▸ Exercise:
Beginning with the line that holds "Target: orange pumpkin", set down each line of the data below through the very last, exactly as given, and nothing beyond that.

BEGIN

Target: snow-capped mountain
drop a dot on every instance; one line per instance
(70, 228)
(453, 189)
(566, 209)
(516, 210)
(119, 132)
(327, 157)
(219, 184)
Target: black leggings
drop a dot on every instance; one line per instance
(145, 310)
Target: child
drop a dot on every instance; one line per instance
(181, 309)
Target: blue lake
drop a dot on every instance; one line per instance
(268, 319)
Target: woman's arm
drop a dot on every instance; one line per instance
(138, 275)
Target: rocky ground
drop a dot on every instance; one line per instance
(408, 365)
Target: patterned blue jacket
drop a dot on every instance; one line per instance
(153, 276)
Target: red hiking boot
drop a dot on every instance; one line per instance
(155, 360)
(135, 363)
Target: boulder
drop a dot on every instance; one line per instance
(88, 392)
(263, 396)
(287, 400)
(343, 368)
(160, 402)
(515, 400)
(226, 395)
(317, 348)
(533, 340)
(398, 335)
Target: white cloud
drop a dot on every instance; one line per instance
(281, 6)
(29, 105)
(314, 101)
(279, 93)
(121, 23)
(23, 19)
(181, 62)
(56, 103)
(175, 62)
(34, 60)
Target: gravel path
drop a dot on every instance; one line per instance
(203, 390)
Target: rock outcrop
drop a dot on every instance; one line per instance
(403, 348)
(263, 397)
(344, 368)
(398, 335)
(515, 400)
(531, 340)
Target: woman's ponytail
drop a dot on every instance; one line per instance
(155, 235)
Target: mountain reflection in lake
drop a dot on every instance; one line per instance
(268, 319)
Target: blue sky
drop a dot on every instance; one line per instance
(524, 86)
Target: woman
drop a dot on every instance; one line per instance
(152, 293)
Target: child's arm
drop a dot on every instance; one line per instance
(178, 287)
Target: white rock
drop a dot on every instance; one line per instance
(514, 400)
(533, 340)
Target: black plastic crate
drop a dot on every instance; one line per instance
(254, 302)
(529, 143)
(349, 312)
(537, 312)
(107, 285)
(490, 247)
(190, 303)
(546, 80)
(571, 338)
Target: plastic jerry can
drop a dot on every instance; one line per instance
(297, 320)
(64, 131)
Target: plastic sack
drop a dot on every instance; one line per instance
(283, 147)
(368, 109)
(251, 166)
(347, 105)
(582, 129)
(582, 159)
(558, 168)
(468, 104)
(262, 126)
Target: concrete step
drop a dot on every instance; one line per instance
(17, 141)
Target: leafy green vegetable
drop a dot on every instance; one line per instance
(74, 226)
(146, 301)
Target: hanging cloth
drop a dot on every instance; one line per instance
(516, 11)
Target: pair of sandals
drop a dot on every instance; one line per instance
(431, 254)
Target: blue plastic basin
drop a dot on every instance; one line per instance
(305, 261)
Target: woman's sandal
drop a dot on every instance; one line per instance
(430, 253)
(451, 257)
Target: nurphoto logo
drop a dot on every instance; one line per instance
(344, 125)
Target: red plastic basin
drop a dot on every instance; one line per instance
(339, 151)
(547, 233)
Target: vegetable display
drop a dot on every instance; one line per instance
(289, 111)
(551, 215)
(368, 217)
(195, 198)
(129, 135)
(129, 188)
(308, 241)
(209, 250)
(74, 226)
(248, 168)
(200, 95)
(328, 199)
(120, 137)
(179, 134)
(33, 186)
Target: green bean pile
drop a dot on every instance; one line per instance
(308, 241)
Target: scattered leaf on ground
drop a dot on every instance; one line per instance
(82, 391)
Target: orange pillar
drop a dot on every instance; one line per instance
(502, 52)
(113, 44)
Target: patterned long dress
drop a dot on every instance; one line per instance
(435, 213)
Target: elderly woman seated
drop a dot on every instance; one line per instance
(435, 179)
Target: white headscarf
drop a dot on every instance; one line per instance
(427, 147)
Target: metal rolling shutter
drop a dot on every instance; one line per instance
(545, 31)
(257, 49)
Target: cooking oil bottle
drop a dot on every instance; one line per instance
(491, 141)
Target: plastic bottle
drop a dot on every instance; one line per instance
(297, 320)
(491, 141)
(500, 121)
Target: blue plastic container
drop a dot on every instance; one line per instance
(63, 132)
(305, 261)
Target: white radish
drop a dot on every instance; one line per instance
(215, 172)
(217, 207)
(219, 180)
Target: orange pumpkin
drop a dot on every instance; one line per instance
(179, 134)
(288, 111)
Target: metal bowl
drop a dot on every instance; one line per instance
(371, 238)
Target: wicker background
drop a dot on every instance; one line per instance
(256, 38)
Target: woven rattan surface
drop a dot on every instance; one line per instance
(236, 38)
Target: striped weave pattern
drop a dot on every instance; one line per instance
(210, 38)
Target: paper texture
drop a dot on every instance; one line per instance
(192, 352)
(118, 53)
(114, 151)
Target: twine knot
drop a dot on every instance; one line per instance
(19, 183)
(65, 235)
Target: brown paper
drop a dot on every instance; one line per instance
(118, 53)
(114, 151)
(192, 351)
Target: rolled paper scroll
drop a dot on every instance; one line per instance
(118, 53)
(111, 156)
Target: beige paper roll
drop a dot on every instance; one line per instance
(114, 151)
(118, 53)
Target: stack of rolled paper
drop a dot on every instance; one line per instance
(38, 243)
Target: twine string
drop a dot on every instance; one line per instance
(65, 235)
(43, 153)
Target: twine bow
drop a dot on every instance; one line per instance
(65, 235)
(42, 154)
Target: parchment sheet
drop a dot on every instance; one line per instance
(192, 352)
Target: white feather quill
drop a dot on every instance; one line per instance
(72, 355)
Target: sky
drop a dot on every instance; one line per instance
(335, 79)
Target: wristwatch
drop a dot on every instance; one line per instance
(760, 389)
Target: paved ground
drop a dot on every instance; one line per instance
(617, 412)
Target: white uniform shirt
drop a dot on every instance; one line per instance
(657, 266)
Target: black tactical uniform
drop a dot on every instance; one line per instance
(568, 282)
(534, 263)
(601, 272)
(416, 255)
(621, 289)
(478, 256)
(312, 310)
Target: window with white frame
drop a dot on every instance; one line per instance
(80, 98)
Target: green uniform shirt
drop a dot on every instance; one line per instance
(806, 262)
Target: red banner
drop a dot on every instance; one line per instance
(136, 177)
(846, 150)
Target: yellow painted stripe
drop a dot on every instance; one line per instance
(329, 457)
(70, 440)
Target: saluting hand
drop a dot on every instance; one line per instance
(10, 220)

END

▸ Full answer:
Target: orange pumpkin
drop a dot on every instance; one line per instance
(179, 134)
(288, 111)
Target: metal bowl
drop a dot on every instance; one line per instance
(371, 238)
Target: wicker background
drop a dot on every instance; one line per instance
(256, 38)
Target: woven rattan surface
drop a dot on every instance; one line per instance
(236, 38)
Target: striped weave pattern
drop a dot on every instance; one line per instance
(210, 38)
Target: paper texture
drop a dot on every instance; one line per instance
(192, 352)
(118, 53)
(114, 151)
Target: twine knot
drop a dot on every instance; one line per instance
(19, 183)
(65, 235)
Target: brown paper
drop a dot on every instance; one line per instance
(118, 53)
(114, 151)
(192, 351)
Target: rolled paper scroll
drop a dot on every instance; one line per instance
(118, 53)
(111, 156)
Target: beige paper roll
drop a dot on every instance; one line per instance
(114, 151)
(118, 53)
Target: stack of rolled paper
drop a dot on every instance; one line per instance
(38, 243)
Target: twine string
drop a dot on every instance; one line per instance
(65, 235)
(43, 153)
Target: twine bow
drop a dot on every instance; one line per instance
(65, 235)
(42, 154)
Target: parchment sheet
drop a dot on every instance; one line per instance
(192, 352)
Target: white feather quill
drop a dot on every instance; one line per instance
(72, 355)
Target: sky
drop a dot on every instance; one line per instance
(335, 79)
Target: wristwatch
drop a dot on every instance; one line per instance
(760, 389)
Target: paved ground
drop a dot on every instance; one line per instance
(617, 412)
Target: white uniform shirt
drop a dot on every instance; one line per instance
(657, 266)
Target: black tactical uniform
drop a dot on every instance; one line per instance
(568, 282)
(534, 263)
(601, 272)
(416, 255)
(621, 289)
(478, 256)
(312, 310)
Target: window with white frame
drop a dot on every instance; one line per instance
(80, 98)
Target: green uniform shirt
drop a dot on every instance; one line per instance
(806, 262)
Target: red banner
drop a dot on every instance; one line per instance
(136, 177)
(846, 150)
Target: yellow painted stripe
drop a dot on every instance; one line per instance
(329, 457)
(70, 440)
Target: saluting hand
drop a dot on every instance; one line per instance
(10, 220)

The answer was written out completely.